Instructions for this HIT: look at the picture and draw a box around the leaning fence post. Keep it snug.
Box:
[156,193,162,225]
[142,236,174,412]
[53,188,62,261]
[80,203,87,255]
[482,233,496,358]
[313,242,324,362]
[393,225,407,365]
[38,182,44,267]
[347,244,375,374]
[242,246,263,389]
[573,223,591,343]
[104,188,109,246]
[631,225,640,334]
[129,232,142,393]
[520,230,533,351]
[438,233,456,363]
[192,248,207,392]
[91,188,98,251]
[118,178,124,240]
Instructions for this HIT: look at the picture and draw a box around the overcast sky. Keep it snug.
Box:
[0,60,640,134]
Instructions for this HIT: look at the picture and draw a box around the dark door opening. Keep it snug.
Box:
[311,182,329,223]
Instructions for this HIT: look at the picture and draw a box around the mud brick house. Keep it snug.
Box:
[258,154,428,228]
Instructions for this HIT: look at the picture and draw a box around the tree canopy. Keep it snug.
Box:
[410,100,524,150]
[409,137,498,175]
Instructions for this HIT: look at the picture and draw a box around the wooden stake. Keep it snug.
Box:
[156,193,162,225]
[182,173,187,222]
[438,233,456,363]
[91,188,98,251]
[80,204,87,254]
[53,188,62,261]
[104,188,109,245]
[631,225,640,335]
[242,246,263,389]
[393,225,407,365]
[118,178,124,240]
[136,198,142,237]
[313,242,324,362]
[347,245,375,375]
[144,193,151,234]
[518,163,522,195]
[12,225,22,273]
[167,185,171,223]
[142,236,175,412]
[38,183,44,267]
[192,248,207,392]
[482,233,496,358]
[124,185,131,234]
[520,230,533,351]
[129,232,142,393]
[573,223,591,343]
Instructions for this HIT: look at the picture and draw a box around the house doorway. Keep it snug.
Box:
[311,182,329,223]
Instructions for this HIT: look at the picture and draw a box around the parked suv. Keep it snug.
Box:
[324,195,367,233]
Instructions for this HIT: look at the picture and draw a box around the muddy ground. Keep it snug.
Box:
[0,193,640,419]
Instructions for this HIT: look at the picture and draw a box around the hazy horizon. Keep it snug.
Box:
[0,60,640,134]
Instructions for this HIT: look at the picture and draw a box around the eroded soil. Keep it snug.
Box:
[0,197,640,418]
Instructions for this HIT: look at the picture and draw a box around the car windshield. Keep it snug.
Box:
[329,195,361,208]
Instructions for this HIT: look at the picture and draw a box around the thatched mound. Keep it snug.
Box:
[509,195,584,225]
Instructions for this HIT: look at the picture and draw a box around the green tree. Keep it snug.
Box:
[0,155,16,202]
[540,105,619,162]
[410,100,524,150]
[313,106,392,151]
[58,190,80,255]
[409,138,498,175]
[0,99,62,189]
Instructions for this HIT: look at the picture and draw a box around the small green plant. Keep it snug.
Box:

# # # # #

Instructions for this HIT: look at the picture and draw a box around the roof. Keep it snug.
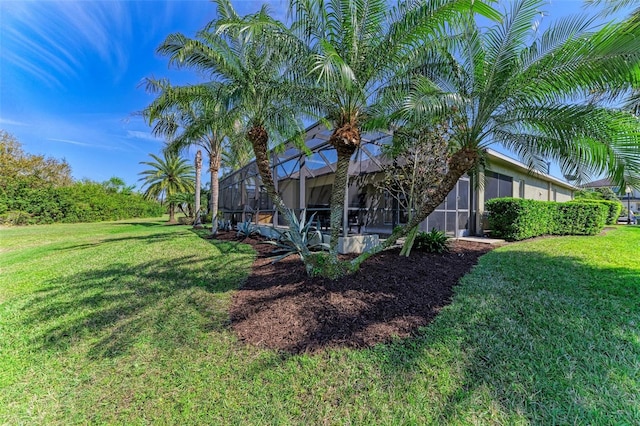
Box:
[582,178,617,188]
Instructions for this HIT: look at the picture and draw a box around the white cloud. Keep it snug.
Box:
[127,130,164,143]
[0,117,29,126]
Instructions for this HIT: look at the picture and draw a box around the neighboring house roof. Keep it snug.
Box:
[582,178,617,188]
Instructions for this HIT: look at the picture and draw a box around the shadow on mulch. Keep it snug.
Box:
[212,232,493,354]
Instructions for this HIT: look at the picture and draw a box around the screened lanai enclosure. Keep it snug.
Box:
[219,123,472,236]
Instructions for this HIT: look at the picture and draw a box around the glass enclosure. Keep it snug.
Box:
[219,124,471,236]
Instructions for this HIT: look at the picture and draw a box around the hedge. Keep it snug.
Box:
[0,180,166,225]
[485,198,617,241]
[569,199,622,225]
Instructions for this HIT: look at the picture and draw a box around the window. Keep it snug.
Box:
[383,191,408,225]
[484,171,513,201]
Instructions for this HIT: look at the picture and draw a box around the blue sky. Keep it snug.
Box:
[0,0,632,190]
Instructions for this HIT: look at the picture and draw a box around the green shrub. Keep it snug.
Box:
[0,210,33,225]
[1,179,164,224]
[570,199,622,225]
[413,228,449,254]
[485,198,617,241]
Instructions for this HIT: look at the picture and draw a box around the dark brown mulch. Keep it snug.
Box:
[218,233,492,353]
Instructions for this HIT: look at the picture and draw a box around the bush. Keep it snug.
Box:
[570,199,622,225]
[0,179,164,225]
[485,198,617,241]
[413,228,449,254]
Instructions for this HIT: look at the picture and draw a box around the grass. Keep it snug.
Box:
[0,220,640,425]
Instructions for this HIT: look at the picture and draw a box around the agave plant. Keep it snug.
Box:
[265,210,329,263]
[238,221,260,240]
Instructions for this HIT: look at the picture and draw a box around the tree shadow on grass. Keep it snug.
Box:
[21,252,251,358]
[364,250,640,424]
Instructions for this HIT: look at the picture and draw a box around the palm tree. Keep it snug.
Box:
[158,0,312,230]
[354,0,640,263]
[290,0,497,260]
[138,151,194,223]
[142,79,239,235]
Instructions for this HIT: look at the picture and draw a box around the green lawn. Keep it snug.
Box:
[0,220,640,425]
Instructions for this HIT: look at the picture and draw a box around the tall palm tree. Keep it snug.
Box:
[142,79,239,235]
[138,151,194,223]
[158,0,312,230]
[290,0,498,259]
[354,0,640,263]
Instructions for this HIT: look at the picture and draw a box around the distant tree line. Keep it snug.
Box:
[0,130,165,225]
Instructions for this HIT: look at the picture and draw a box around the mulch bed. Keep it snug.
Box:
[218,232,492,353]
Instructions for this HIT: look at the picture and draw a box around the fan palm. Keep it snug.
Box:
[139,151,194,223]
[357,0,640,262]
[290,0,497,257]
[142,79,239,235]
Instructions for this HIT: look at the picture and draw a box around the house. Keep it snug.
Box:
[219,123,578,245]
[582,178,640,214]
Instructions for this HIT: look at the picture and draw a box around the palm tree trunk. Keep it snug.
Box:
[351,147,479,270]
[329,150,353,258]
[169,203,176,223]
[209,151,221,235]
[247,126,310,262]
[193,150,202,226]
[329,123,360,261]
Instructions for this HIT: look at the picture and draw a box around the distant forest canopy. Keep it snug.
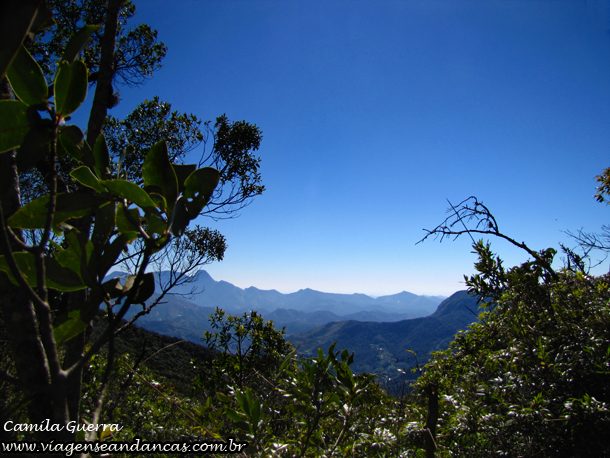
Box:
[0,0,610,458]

# # # # #

Offset the listing's bounding-box coordinates by adding 124 to each one. Reproduce every line from the line with "bed. Keep it snug." to the line with "[582,178,640,214]", and leave all other text unchanged.

Solved exercise —
Instructions for this HIT: look at the picture and draw a box around the mulch bed. Keep it snug.
Box:
[342,356,616,477]
Instructions for this HIT: look at the picture and draw a box around the fan palm. Keep it snug.
Box:
[263,275,318,347]
[481,124,764,386]
[414,124,621,381]
[266,203,363,359]
Instructions for this HIT: look at the picture and draw a box around the house. Keep it snug.
Box:
[343,247,702,369]
[706,302,764,338]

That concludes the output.